- **Data supplied**
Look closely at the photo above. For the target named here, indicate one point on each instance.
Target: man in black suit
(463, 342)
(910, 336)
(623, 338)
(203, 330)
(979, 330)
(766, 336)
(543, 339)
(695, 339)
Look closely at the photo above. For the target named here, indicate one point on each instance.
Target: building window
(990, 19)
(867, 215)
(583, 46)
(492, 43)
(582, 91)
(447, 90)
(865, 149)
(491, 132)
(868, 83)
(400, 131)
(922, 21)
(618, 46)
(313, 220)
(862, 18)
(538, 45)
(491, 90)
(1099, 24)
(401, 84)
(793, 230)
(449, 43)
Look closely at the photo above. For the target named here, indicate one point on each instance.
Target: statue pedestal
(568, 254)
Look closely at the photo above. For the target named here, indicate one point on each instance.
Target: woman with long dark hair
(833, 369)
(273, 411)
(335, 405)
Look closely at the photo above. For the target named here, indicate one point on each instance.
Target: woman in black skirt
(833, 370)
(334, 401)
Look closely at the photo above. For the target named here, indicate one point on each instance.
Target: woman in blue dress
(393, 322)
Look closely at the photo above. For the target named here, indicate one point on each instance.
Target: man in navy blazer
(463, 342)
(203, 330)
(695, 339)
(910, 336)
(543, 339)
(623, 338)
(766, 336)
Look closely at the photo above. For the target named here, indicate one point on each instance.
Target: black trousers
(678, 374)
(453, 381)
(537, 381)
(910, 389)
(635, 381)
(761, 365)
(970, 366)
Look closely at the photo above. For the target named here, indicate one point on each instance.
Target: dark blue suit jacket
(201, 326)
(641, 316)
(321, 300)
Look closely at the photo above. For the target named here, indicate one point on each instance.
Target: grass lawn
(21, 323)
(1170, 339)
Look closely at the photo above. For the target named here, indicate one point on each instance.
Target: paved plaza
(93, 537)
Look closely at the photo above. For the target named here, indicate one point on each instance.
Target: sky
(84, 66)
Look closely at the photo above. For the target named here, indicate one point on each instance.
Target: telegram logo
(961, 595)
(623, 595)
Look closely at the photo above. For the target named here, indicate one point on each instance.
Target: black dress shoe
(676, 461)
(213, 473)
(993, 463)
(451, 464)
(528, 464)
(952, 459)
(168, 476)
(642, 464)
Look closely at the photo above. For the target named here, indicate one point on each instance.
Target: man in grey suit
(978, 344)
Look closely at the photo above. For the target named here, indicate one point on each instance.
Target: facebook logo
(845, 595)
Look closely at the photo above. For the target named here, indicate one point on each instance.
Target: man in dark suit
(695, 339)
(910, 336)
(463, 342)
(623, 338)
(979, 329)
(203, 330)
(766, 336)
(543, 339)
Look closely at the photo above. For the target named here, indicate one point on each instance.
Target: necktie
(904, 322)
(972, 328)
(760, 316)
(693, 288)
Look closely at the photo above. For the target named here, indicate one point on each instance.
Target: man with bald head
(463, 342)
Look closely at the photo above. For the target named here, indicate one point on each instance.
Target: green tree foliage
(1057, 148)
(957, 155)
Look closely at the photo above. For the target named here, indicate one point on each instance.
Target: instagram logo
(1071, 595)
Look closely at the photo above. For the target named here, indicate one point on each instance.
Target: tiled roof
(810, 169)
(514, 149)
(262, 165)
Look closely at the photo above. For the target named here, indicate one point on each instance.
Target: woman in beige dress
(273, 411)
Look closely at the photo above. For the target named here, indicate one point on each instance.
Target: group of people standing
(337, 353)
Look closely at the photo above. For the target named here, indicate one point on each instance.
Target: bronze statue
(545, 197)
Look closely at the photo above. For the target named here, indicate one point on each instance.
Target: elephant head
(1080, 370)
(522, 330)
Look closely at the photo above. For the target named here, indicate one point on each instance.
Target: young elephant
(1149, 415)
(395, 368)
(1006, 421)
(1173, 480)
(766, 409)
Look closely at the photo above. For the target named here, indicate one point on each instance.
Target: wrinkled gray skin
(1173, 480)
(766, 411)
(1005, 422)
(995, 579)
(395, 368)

- **Assigned task**
Could you reproduce every entry above exactly as written?

- **Task response**
Look closely at the photo above. For the target named here, indicate one point on each instance.
Target: man in black suit
(463, 342)
(910, 336)
(623, 338)
(203, 330)
(979, 330)
(766, 336)
(543, 339)
(695, 339)
Look closely at the photo above. For the target named here, indicate one point on each instance.
Target: building window
(990, 19)
(867, 215)
(583, 46)
(492, 43)
(582, 91)
(447, 90)
(865, 149)
(491, 132)
(868, 83)
(400, 131)
(922, 21)
(618, 46)
(313, 220)
(862, 18)
(538, 45)
(491, 90)
(1099, 24)
(401, 84)
(793, 230)
(449, 43)
Look closely at the photo above. For the target named here, indicate one point on each instance.
Target: statue pedestal
(568, 254)
Look closely at the photo above. For the target named here, indicate one point on each instance.
Target: woman with long dark hair
(833, 369)
(273, 411)
(335, 405)
Look closely at the photo above. For the target named here, indicate one point on each instance.
Target: woman in black skirt
(833, 370)
(334, 401)
Look closely at the photo above. For the target named here, indicate one point on each instance.
Target: woman in blue dress
(393, 322)
Look closely at the photo above. For the target named here, indicate one point on each instance.
Target: man in navy blazer
(463, 342)
(203, 330)
(695, 339)
(910, 336)
(543, 339)
(623, 338)
(766, 336)
Look closely at the photo above. For the target named here, indicate one point on each instance.
Target: black trousers
(678, 374)
(453, 381)
(537, 381)
(910, 389)
(635, 381)
(761, 365)
(970, 366)
Look closely at the photo above. For the target named here, indicate one point on each instance.
Target: dark blue suit jacket
(201, 326)
(641, 316)
(321, 300)
Look closely at the photo above. For the target named here, indicate one point on each instance.
Target: grass lawn
(21, 323)
(1170, 339)
Look closely at the photo above. For the target named here, indicate one point on each instance.
Target: paved plaza
(93, 537)
Look closely at the photo above. For the target named here, indicate one point on each instance.
Target: sky
(84, 66)
Look closely at the photo above. For the target named here, indicate one point on each instance.
Target: telegram logo
(961, 595)
(623, 595)
Look closely at the photo above. For the target named here, indicate one point on each instance.
Target: black dress shoe
(676, 461)
(213, 473)
(993, 463)
(451, 464)
(528, 464)
(952, 459)
(168, 476)
(642, 464)
Look closely at the photo above. For the target named here, indicate one point on each instance.
Target: man in grey suit
(978, 344)
Look closely at the photo above. For the target named here, indicate one point on each instance.
Target: facebook logo
(845, 595)
Look closely at the photo above. For the target named here, indicate one point on each instance.
Target: man in dark suit
(695, 339)
(910, 336)
(463, 342)
(623, 338)
(979, 329)
(203, 330)
(766, 336)
(543, 339)
Look closely at the photo above. For the target named here, indicate one point on each instance.
Target: necktie
(904, 322)
(972, 328)
(760, 316)
(693, 288)
Look closely at the photo above. For the target named here, indicate one point on each instance.
Target: man with bald head
(463, 342)
Look closely at the photo above. For the target named here, indicate one point on each instance.
Target: green tree foliage
(1057, 148)
(957, 155)
Look closely at the photo above. For the target named here, indicate one point on each instance.
Target: instagram logo
(1071, 595)
Look closely at the photo above. For the target named here, indicate one point on each instance.
Target: tiled roof
(810, 169)
(514, 149)
(262, 165)
Look closely at the photo above. For the target named here, indicate one point on each instance.
Target: woman in beige dress
(273, 411)
Look closely at the photo above. For the target named here, indicate one point on each instance.
Target: group of people standing
(337, 353)
Look closely at the photo above. For the target named here, indicate one point on each instance.
Target: bronze statue
(545, 197)
Look closely at the photo above. For the target named here, indicate one point on each instance.
Target: elephant head
(1080, 370)
(522, 330)
Look closely at the photo above. For the target named here, indicate one point on each instance.
Target: young elephant
(1149, 415)
(395, 368)
(1006, 421)
(1173, 480)
(766, 409)
Look closely at the photo above. For the target named here, indicate one point on each instance.
Target: wrinkled gray skin
(1173, 480)
(766, 411)
(1005, 422)
(995, 579)
(395, 368)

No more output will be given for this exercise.